» **ИЗБРАННЫЙ ТЕКСТ**:
○ ○ ○ ○ ○

Вот еще одна вещь была странная – из тех времен.
Вернувшись из Югославии, где он получил «Золотой венец» на «Стружских поэтических вечерах», Булат зашел ко мне в Бюро пропаганды, в мой кабинетик звукозаписи, и подарил красивую бутылку в плетеной оболочке – водку или какое-то югославское вино.
Это было странно, потому что я никогда не оказывал ему никаких услуг, за которые следовало бы ожидать какого-то жеста благодарности. Мы не были так дружны, чтобы привозить мне из-за границы подарок.
Я был удивлен, ошарашен даже этим подарком, но потом почему-то связал его с нашей мимолетной встречей в гостинице «Ленинградская». Он тогда пригласил меня на репетицию или прогон спектакля в театр Корогодского,[9] а я не мог пойти по какой-то очень уважительной причине…
Вечер Булата в Министерстве путей сообщения был очень удачен.
Это был один из лучших вечеров Булата. Его сразу хорошо встретил зал, его хорошо приветствовало начальство, и сразу всё пошло хорошо.

○ ○ ○ ○ ○

» **РАЗДЕЛ ДАННЫХ**:

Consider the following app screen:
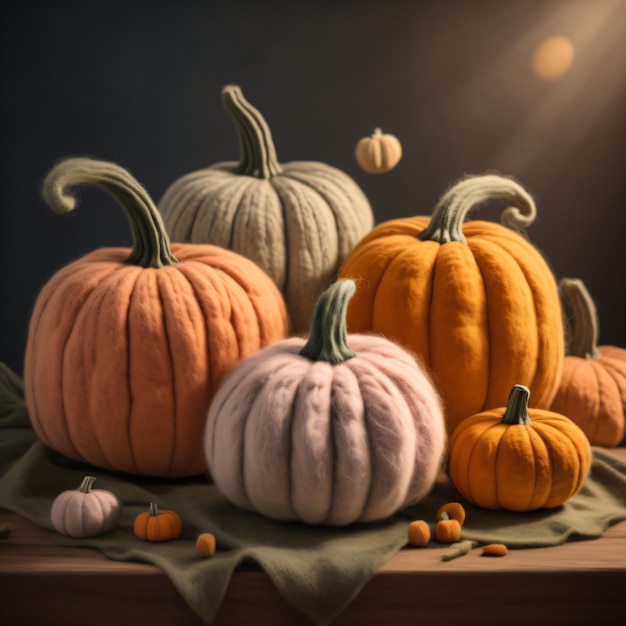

○ ○ ○ ○ ○

» **ПИСЬМЕННЫЕ ЗАДАНИЯ**:
(a) Какую награду, согласно тексту о Булате, он получил в Югославии?
(b) Перепишите фрагмент текста о Булате от «Это было странно, потому» до «был очень удачен.», изменив в нем «гостинице» на «ресторане».

» **РЕШЕНИЯ ЗАДАНИЙ**:
(a) «Золотой венец» на «Стружских поэтических вечерах».

(b)
Это было странно, потому что я никогда не оказывал ему никаких услуг, за которые следовало бы ожидать какого-то жеста благодарности. Мы не были так дружны, чтобы привозить мне из-за границы подарок.
Я был удивлен, ошарашен даже этим подарком, но потом почему-то связал его с нашей мимолетной встречей в ресторане «Ленинградская». Он тогда пригласил меня на репетицию или прогон спектакля в театр Корогодского,[9] а я не мог пойти по какой-то очень уважительной причине…
Вечер Булата в Министерстве путей сообщения был очень удачен.